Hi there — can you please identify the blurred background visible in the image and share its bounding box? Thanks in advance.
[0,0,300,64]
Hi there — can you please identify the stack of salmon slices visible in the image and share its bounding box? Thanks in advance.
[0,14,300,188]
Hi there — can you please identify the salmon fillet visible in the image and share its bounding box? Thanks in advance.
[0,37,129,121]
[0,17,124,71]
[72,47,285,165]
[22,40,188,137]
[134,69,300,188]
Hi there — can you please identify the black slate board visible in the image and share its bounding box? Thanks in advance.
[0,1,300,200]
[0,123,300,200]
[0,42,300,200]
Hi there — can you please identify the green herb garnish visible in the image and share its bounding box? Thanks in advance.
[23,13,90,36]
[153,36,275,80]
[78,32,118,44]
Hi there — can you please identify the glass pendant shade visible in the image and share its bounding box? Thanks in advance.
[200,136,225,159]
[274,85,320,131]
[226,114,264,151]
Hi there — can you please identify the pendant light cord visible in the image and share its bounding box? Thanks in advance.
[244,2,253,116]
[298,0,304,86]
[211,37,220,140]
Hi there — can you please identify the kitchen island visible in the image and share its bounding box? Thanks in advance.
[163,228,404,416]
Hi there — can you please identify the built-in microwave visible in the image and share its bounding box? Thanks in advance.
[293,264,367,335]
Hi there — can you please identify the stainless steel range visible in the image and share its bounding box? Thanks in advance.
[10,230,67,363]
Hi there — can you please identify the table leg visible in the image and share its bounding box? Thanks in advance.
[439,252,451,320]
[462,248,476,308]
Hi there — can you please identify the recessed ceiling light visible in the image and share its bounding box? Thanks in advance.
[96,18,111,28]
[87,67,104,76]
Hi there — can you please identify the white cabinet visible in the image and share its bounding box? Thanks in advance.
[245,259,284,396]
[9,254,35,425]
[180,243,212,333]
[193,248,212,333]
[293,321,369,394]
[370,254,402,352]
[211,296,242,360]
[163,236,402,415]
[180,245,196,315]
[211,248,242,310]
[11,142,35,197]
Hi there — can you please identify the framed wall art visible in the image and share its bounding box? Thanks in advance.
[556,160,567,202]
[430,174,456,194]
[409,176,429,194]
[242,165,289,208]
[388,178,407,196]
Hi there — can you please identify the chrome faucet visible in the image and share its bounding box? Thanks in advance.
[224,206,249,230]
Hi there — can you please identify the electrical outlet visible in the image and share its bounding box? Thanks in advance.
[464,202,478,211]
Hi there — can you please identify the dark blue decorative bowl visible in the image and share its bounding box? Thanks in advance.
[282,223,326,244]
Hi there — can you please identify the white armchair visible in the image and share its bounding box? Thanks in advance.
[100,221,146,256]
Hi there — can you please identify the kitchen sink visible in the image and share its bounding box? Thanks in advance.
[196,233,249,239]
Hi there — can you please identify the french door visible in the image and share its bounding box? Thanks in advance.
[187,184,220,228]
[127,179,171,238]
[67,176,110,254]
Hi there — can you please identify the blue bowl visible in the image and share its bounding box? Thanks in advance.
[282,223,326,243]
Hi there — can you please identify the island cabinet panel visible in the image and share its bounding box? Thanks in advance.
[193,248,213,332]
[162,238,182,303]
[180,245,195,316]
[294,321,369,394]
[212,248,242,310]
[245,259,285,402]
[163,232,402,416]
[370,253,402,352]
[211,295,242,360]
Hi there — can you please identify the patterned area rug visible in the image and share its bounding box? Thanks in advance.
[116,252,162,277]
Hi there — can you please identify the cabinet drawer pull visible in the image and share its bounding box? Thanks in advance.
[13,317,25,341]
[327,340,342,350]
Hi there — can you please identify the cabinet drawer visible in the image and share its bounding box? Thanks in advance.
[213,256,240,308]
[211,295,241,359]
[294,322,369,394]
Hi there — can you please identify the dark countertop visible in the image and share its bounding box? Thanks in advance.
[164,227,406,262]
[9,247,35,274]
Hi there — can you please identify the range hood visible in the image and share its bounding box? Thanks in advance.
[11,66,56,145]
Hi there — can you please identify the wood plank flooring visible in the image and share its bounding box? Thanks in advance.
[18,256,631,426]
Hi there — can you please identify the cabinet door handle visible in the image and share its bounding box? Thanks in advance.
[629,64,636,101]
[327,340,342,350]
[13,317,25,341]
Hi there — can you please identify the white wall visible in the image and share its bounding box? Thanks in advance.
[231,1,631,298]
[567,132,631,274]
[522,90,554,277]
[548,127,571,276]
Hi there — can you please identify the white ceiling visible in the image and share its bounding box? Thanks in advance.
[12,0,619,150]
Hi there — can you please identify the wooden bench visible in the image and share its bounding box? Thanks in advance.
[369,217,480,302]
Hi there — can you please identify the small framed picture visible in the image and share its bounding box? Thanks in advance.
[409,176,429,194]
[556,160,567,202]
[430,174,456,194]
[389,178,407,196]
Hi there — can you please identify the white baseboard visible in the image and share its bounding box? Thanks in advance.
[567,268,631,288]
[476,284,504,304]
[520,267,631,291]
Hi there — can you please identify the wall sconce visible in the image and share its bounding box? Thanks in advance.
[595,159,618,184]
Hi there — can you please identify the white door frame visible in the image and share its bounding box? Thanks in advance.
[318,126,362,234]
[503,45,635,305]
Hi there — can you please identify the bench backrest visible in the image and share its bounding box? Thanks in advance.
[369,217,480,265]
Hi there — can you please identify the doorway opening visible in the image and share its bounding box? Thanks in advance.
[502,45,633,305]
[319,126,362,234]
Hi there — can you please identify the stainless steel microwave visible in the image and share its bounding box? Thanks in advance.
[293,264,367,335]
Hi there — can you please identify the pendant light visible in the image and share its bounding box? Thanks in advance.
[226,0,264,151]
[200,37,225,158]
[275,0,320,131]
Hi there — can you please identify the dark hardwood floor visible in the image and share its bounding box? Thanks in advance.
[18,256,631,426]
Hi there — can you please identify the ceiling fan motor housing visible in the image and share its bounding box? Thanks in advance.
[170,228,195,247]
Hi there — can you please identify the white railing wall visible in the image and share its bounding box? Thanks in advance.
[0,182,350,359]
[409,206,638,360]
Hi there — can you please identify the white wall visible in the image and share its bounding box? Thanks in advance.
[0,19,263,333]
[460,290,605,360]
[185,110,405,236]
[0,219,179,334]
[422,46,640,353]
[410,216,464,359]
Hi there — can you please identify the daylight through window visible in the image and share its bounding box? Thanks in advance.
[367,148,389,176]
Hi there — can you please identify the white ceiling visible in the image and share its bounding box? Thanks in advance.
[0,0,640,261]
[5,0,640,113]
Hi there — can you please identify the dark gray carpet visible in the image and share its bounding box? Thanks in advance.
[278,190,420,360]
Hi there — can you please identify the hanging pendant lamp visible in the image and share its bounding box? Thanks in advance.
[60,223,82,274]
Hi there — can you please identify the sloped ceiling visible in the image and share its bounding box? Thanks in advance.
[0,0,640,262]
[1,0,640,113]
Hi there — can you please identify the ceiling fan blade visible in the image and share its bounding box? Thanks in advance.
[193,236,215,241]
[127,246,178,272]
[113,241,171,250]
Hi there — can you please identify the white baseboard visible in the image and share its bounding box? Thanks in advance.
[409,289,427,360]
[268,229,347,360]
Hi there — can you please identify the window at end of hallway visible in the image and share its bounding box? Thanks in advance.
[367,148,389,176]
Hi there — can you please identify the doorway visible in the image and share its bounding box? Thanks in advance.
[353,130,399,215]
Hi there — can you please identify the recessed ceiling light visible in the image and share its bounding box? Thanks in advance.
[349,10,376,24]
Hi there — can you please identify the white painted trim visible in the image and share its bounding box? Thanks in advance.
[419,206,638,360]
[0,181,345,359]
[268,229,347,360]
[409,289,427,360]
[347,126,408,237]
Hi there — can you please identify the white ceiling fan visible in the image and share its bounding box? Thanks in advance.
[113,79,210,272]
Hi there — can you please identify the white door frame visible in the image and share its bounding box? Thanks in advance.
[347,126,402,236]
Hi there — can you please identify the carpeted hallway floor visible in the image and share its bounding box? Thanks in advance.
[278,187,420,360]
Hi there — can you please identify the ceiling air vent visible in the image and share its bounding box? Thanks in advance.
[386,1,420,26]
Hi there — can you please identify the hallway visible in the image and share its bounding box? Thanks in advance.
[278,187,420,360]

════════════════

### [Given task]
Take the line that contains "Hi there — can you please identify the dark gray" and every line after it through the end of the listing above, and repeat them exactly.

### [Solved exercise]
Hi there — can you please identify the dark gray carpet visible in the image and share its bounding box? Thanks in advance.
[278,190,420,360]
Hi there — can you please identify the hanging pendant lamp visible in the image and share its bounding box? Thanks in advance.
[60,223,82,274]
Hi there — can you please identify the sloped ceiling visible in the image and share its bounding box? Thanks in advance.
[0,0,640,262]
[1,0,640,113]
Hi there — can you please identify the ceiling fan blade visible in the image and share its bounding box? Thanks in advance.
[193,236,215,241]
[127,246,178,272]
[113,241,171,250]
Hi there — can you please identify the white baseboard visible in the image and share its bounding box? Thanks in advance.
[409,289,427,360]
[268,229,347,360]
Hi there — can you please identify the window at end of hallway visible in the image and share its bounding box? Thanks in advance.
[367,148,389,176]
Hi there — can you please identify the doorway visible in the image and share its bounding box? Thanks in advance.
[353,130,399,215]
Hi there — can you please identify the recessed ceiling light visible in the image and share its bounding box? Thanks in advance.
[349,10,376,24]
Hi there — can you please identify the white painted trim visible in the image and share its bounding box? Thanks in advance.
[419,206,638,360]
[0,181,345,359]
[268,229,347,360]
[409,289,427,360]
[347,126,408,237]
Hi there — can you please identify the white ceiling fan visible in the image and share its bounding box? Thanks in advance.
[113,79,210,272]
Hi there — can you please identify the white door frame visible in the image and share its bounding box? Thanks in advance.
[347,126,402,236]
Hi there — can you please identify the carpeted hallway floor visible in the image and share its bounding box? Thanks in advance.
[278,187,420,360]
Hi there — can you please identify the ceiling air vent visible in the image and share its bounding box? Thanks in advance.
[386,1,420,26]
Hi there — can you please identify the hallway visible in the image and share its bounding box? Thanks in advance.
[278,187,420,360]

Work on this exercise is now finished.